Problem: Apart from the pictures, write out all the records exactly.

Provided material:

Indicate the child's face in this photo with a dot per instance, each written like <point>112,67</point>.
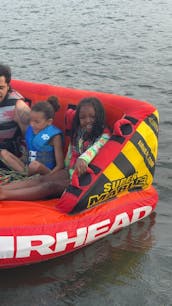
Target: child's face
<point>87,117</point>
<point>38,121</point>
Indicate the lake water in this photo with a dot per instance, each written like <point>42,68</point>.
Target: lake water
<point>116,46</point>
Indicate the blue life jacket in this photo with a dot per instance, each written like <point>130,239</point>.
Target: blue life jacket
<point>39,147</point>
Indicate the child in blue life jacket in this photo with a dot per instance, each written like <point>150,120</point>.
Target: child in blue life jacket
<point>43,141</point>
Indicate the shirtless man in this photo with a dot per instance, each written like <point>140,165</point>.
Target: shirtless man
<point>14,113</point>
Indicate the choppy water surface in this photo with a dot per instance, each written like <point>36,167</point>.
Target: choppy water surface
<point>119,46</point>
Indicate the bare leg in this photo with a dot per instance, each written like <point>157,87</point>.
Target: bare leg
<point>45,186</point>
<point>37,167</point>
<point>12,161</point>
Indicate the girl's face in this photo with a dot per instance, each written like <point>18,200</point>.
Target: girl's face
<point>38,121</point>
<point>87,117</point>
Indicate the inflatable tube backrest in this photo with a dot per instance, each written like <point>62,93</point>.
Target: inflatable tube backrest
<point>126,163</point>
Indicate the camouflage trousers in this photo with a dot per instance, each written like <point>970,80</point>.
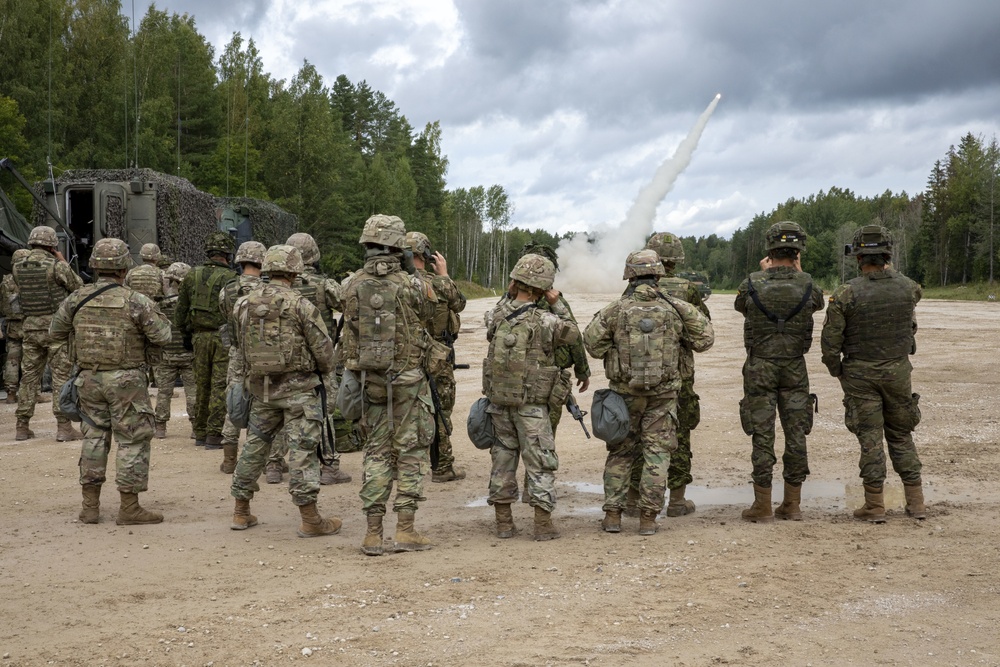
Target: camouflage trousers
<point>523,432</point>
<point>211,363</point>
<point>402,448</point>
<point>39,349</point>
<point>301,417</point>
<point>781,384</point>
<point>165,375</point>
<point>650,441</point>
<point>117,402</point>
<point>876,407</point>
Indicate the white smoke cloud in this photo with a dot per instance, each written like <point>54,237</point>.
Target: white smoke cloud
<point>593,262</point>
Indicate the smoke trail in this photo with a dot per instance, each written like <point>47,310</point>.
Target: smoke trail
<point>592,262</point>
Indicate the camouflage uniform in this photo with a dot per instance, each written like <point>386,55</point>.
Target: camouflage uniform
<point>43,282</point>
<point>614,335</point>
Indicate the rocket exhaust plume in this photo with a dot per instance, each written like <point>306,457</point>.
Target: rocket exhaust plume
<point>592,262</point>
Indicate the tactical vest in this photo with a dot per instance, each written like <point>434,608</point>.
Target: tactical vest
<point>36,283</point>
<point>519,369</point>
<point>147,279</point>
<point>105,337</point>
<point>881,326</point>
<point>780,293</point>
<point>207,281</point>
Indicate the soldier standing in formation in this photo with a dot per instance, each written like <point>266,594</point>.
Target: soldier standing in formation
<point>175,360</point>
<point>778,305</point>
<point>867,339</point>
<point>441,305</point>
<point>43,280</point>
<point>519,374</point>
<point>384,345</point>
<point>109,327</point>
<point>10,310</point>
<point>199,318</point>
<point>250,259</point>
<point>640,337</point>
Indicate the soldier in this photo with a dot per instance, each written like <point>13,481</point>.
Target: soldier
<point>867,338</point>
<point>43,280</point>
<point>250,258</point>
<point>147,278</point>
<point>111,327</point>
<point>442,303</point>
<point>519,374</point>
<point>284,345</point>
<point>199,319</point>
<point>383,345</point>
<point>175,360</point>
<point>778,303</point>
<point>641,338</point>
<point>10,310</point>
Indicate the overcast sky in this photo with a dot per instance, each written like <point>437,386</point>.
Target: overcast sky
<point>572,104</point>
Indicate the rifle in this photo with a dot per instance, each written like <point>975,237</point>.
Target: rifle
<point>578,414</point>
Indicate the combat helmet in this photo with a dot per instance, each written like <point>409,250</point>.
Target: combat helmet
<point>872,240</point>
<point>251,252</point>
<point>645,262</point>
<point>667,246</point>
<point>535,271</point>
<point>110,254</point>
<point>384,230</point>
<point>43,236</point>
<point>283,259</point>
<point>150,251</point>
<point>219,243</point>
<point>785,235</point>
<point>306,245</point>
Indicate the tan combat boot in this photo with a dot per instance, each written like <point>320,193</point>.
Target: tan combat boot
<point>789,507</point>
<point>313,525</point>
<point>242,519</point>
<point>65,431</point>
<point>228,465</point>
<point>91,510</point>
<point>544,530</point>
<point>915,500</point>
<point>22,432</point>
<point>372,544</point>
<point>760,511</point>
<point>407,538</point>
<point>131,514</point>
<point>873,510</point>
<point>678,505</point>
<point>505,521</point>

Solution for this problem:
Indicate the child's face in this photo with a dot per instance, each written like <point>112,67</point>.
Target: child's face
<point>87,117</point>
<point>38,121</point>
Indicate the lake water in this photo with a dot per instance, each written like <point>42,68</point>.
Target: lake water
<point>116,46</point>
Indicate the blue life jacket in this photo with a dot per instance, each written like <point>130,239</point>.
Target: blue life jacket
<point>39,147</point>
Indicate the child in blue life jacket in this photo with a dot per instance, each written like <point>150,120</point>.
Target: child in blue life jacket
<point>43,141</point>
Indicate the shirtless man in this photo with a dot per instance, each written like <point>140,165</point>.
Target: shirtless man
<point>14,113</point>
Indicate the choppy water surface in this photo with a dot per instance, each written like <point>36,167</point>.
Target: choppy water surface
<point>119,46</point>
Indicate the bare leg in this photo with a dot per instance, each written like <point>157,87</point>.
Target: bare leg
<point>45,186</point>
<point>37,167</point>
<point>12,161</point>
Indicate the girl's face in this photo with a dot per instance, each written like <point>18,200</point>.
Target: girl's face
<point>38,121</point>
<point>87,117</point>
Indicate the inflatable tube backrest in this photo with a dot per instance, each written like <point>62,93</point>.
Target: inflatable tube backrest
<point>126,163</point>
Indicate the camouflage trousers in this photo with a dot per instance, each written like <point>970,80</point>.
Target: camouflage trousers
<point>523,432</point>
<point>211,363</point>
<point>402,448</point>
<point>39,349</point>
<point>301,417</point>
<point>781,384</point>
<point>165,375</point>
<point>650,441</point>
<point>117,402</point>
<point>876,407</point>
Indicate the white smoke cloud in this photo with a dot per instance, each written like <point>54,237</point>.
Target: white smoke cloud
<point>593,262</point>
Indicate the smoke trail in this photo with a dot per instance, each written like <point>47,310</point>.
Target: smoke trail
<point>592,262</point>
Indicate the camouflage uniform in this photo with a dot per instance, each written like <point>386,55</point>.
Target: camouflage uniform
<point>43,282</point>
<point>614,335</point>
Indicate the rocket exhaust plume in this photo with a dot per instance, each written like <point>306,457</point>.
Target: rocket exhaust plume
<point>592,262</point>
Indicate the tactical vest in this photo with a dot per instance, each written like <point>434,608</point>.
Target: tactical vest
<point>36,283</point>
<point>519,369</point>
<point>147,279</point>
<point>105,337</point>
<point>881,326</point>
<point>780,293</point>
<point>207,281</point>
Indicate the soldier standing in formation in this photo with a dot per instance, each written like <point>266,594</point>.
Target: soldier standing in formation
<point>175,360</point>
<point>778,305</point>
<point>867,339</point>
<point>441,305</point>
<point>43,280</point>
<point>519,374</point>
<point>384,345</point>
<point>109,327</point>
<point>10,310</point>
<point>199,318</point>
<point>250,259</point>
<point>640,337</point>
Indicate the soldier in this photo with a dot per instance, each written like <point>13,481</point>.
Target: soldier
<point>867,338</point>
<point>43,280</point>
<point>250,258</point>
<point>147,278</point>
<point>111,327</point>
<point>442,303</point>
<point>519,374</point>
<point>284,345</point>
<point>199,319</point>
<point>383,345</point>
<point>175,360</point>
<point>778,303</point>
<point>641,338</point>
<point>10,310</point>
Indicate the overcast sky in this photo with a dot per instance, each written like <point>437,386</point>.
Target: overcast sky
<point>572,104</point>
Indicate the rifle in this photo with a dot per instance, each written like <point>975,237</point>.
Target: rifle
<point>578,414</point>
Indicate the combat helmet in this photo with a dot per instance, each written like <point>409,250</point>.
Target: combat helmet
<point>872,240</point>
<point>251,252</point>
<point>645,262</point>
<point>667,246</point>
<point>535,271</point>
<point>110,254</point>
<point>384,230</point>
<point>43,236</point>
<point>283,259</point>
<point>150,251</point>
<point>219,243</point>
<point>785,235</point>
<point>306,245</point>
Indicate the tan combat boot in this photo with a dot per instance, each written like <point>320,193</point>.
Target: tan combat boot
<point>789,507</point>
<point>313,525</point>
<point>242,519</point>
<point>65,431</point>
<point>228,465</point>
<point>91,510</point>
<point>544,530</point>
<point>915,500</point>
<point>22,432</point>
<point>372,544</point>
<point>760,511</point>
<point>407,538</point>
<point>131,514</point>
<point>873,510</point>
<point>678,505</point>
<point>505,521</point>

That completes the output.